Document excerpt

[Path to Mastery 4/8/10 – Wk30 D4 (Str 9.12.09)(Ph2 11.15.09)]
Continuing our Tai-Chi Journey:
‘Internal External Mutually Integrate’ is an important principle in the externally focused society that we live in. This principle is how to coordinate the feelings of the internal part of your body with the external look of your form. This principle basically says that Tai-Chi is not only about how it looks from the outside, but the movements are coordinated with how it feels from the inside.
When you do Tai-Chi, you should feel as if your upper body is a cork that is floating on water. As the waves come and go, you just float and ride out the wave. You should feel as if anything above the pelvis is floating above the water. This sensation doesn’t come because your body is bobbing up and down, but it is created because it feels like your pelvis is floating above your legs. As you shift your weight to the front or the back, you feel the pumping of your legs and even though from the outside it looks flowing and level, it feels like the legs are pumping your whole body.

To be done
• a. In the paragraph of the Tai-Chi passage that begins "When you do Tai-Chi," list every term used for the body or a part of it.
• b. Write a few more sentences of the Tai-Chi passage, carrying on from its last sentence.

Provided material
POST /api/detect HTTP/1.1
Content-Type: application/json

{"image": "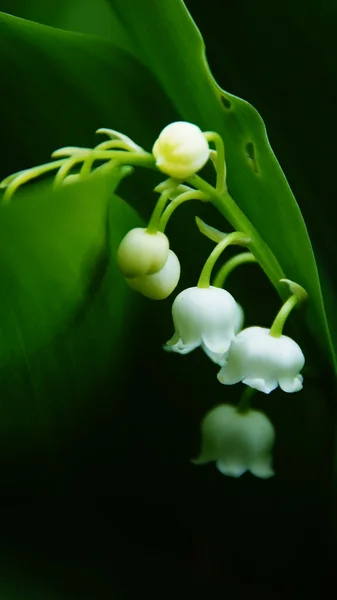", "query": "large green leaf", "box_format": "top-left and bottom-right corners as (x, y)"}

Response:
top-left (0, 169), bottom-right (140, 445)
top-left (110, 0), bottom-right (333, 370)
top-left (0, 13), bottom-right (176, 177)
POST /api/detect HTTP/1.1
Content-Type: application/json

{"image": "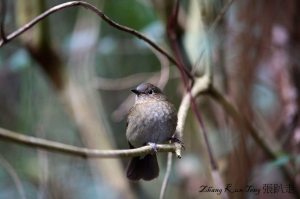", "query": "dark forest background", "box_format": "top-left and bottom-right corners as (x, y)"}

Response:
top-left (0, 0), bottom-right (300, 199)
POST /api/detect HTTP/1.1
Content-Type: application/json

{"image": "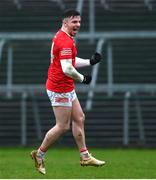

Responses in order
• a. upper body, pelvis, body (including "whole body"), legs

• b.
You also feel the heat pushing up from your legs up your spine and out your hands as your legs are pumping. This creates a sensation as if you are a hot air balloon, and you feel your body getting warm and you feel as if there is warm lava flowing around. Things that were tight inside loosen up and start moving and eventually feel as if it gets absorbed into the rest of the body.
It is said you should feel as if you have no corners. In Chinese the word corner is used for sharp angles like the corner of a square desk. In short, while doing the Tai-Chi form, you should feel as if there are no sharp corners, no abrupt angles in the body. You should feel rounded and easy like a ball.
Your spine should feel suspended, energized, and straight. You should feel that each side of your body is a column on its own and is standing by itself. When you get this sensation, you will naturally feel that the spine is suspended by itself.
The word Soong (Relax) here is significant. If you get the sensations above, you have Soong. It is to describe the sensations of letting go and sinking (you keep feeling as if you are being pulled down. You can feel the weight of your body. It is also referred to as feeling the weight underneath. ). Yet it is also light and ready to move, comfortable and springy that comes from fullness such as that of a full balloon.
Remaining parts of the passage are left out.